Every line with "below" in it should be copied from the data.

Segment Start: Input for this task

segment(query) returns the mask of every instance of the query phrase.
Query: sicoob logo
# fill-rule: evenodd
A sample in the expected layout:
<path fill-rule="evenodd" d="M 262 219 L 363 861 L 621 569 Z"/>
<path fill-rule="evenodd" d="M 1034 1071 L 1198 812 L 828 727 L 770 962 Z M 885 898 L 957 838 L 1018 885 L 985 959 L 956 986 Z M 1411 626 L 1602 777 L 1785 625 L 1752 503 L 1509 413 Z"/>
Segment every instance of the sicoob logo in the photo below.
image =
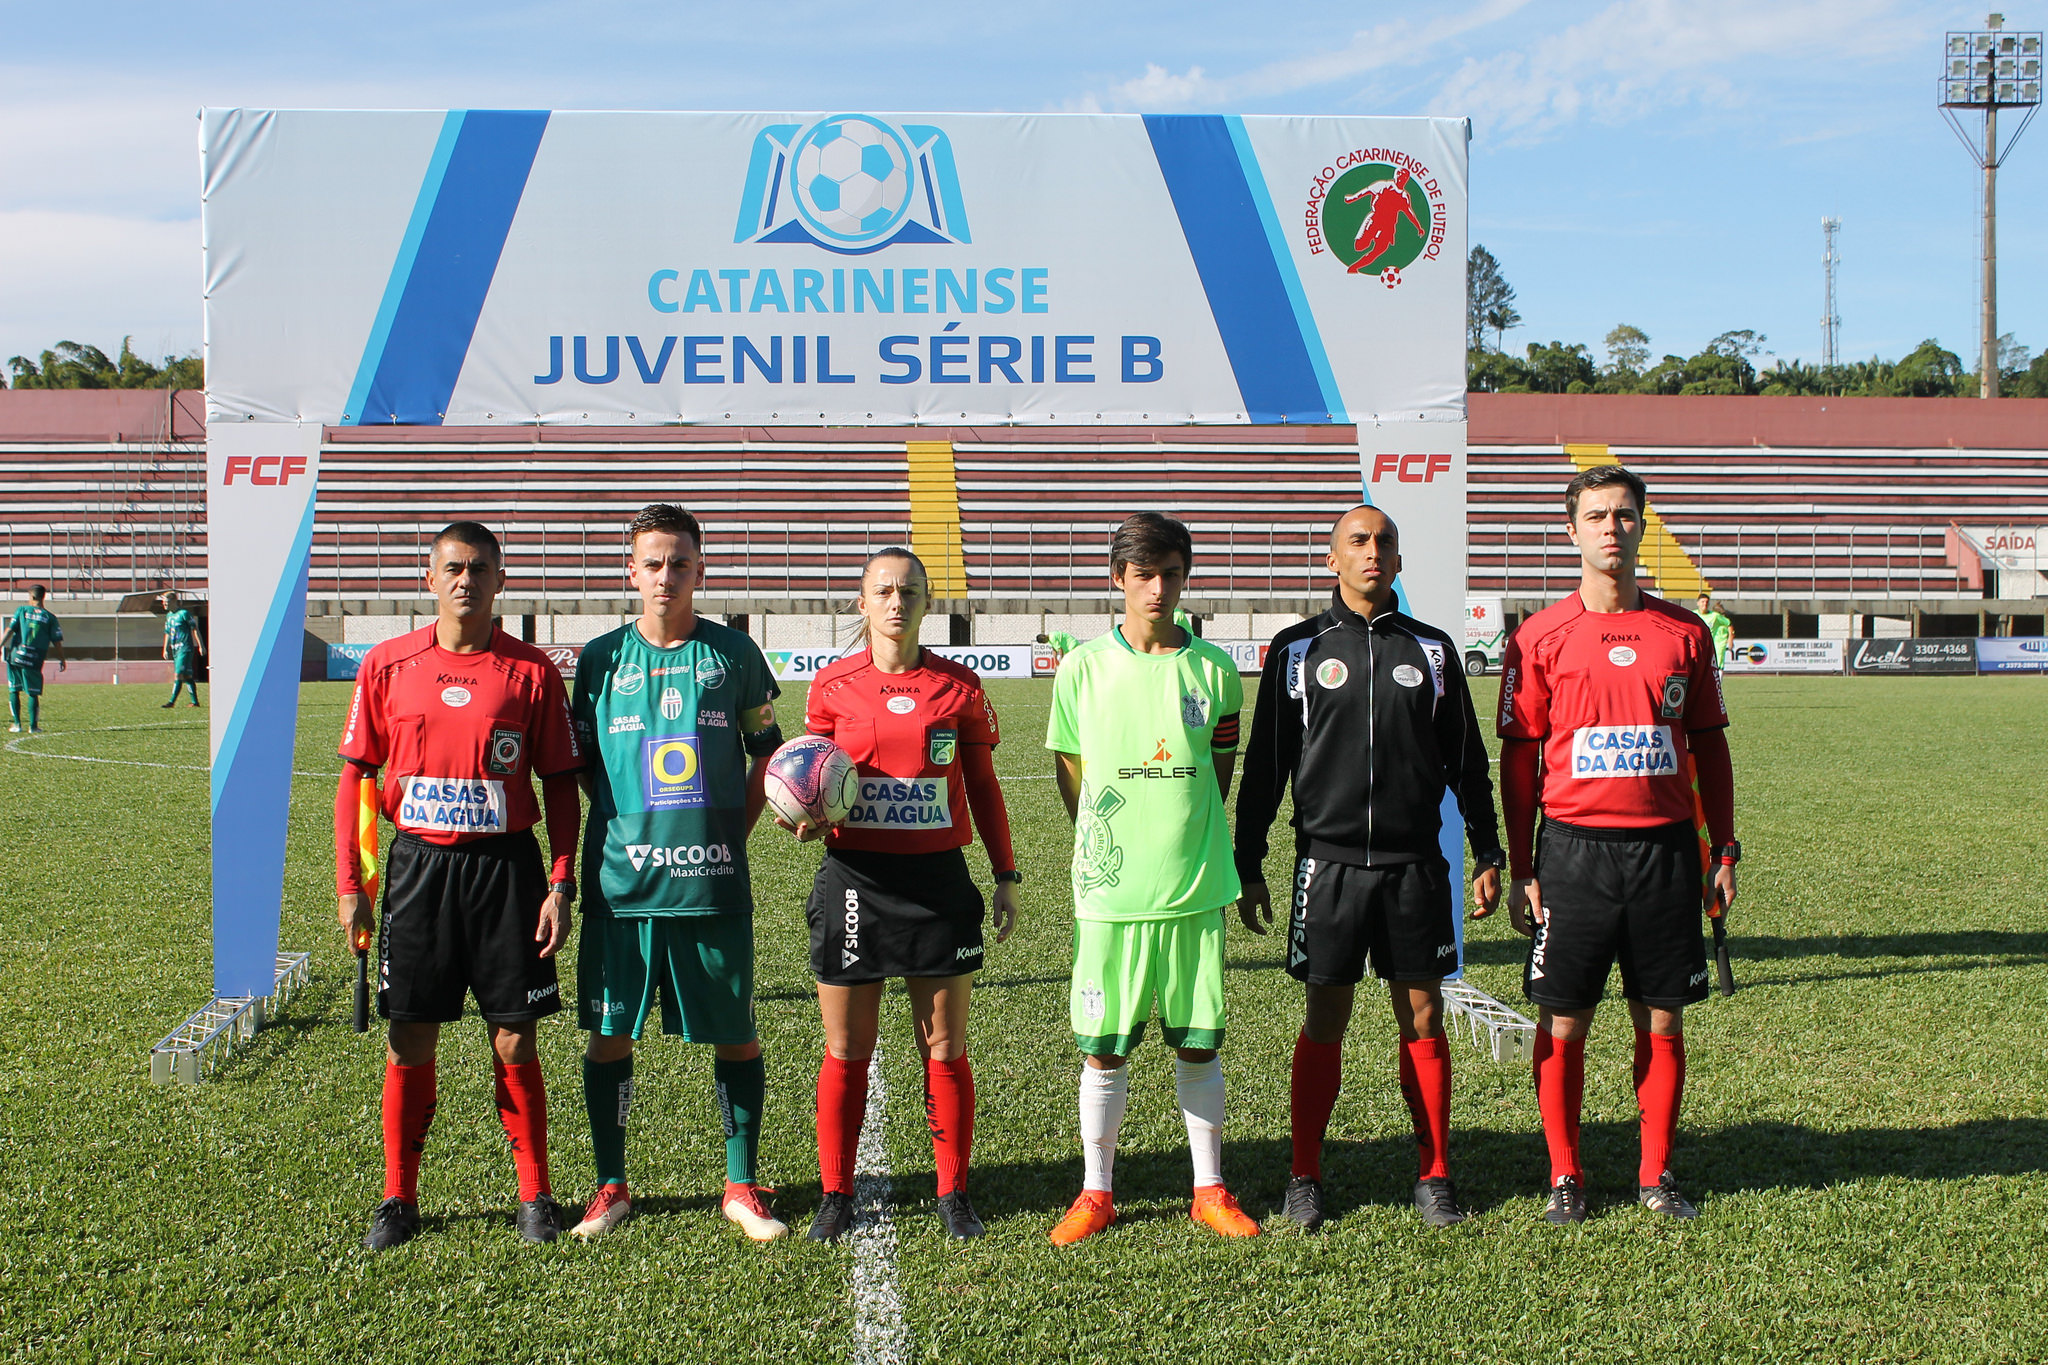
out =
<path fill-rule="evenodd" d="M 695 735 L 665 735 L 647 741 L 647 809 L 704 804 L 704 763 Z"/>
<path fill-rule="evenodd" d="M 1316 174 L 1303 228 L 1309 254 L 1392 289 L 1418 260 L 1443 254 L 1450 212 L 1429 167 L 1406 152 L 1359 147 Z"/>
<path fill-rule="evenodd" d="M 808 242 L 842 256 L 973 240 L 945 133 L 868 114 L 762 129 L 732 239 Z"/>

Segment End: Input for this task
Segment Start: Input for this task

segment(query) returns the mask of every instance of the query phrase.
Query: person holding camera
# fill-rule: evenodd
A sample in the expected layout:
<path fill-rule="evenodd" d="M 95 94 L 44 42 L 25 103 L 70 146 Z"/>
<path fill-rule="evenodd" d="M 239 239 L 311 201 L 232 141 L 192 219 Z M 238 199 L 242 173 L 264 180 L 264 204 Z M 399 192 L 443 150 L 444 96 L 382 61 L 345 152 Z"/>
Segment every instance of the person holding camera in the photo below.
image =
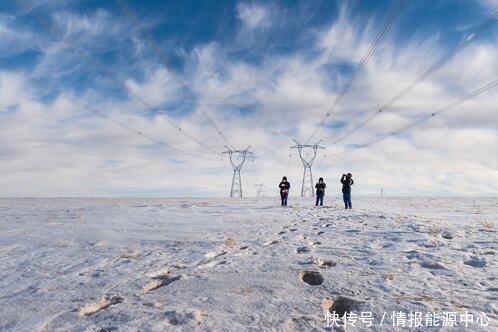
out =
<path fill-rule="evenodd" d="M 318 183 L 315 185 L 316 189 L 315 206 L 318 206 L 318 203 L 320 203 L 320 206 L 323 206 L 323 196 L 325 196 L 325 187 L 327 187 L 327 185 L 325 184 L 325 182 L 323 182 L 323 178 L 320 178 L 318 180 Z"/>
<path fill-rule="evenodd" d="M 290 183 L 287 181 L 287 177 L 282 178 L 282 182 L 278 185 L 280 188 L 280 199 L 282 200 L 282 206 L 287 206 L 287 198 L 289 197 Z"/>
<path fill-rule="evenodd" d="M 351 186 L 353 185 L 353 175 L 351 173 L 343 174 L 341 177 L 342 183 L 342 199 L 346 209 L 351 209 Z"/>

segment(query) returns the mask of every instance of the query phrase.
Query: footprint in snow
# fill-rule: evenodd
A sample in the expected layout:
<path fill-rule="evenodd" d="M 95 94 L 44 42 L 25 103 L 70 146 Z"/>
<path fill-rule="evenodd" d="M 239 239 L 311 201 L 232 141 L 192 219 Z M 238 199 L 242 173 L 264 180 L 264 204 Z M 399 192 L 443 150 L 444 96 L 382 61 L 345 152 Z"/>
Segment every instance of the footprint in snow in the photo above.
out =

Segment End: Input for this task

Written reply.
Segment every instance of the sicoob logo in the photo below.
Segment every instance of the person holding camera in the photo below.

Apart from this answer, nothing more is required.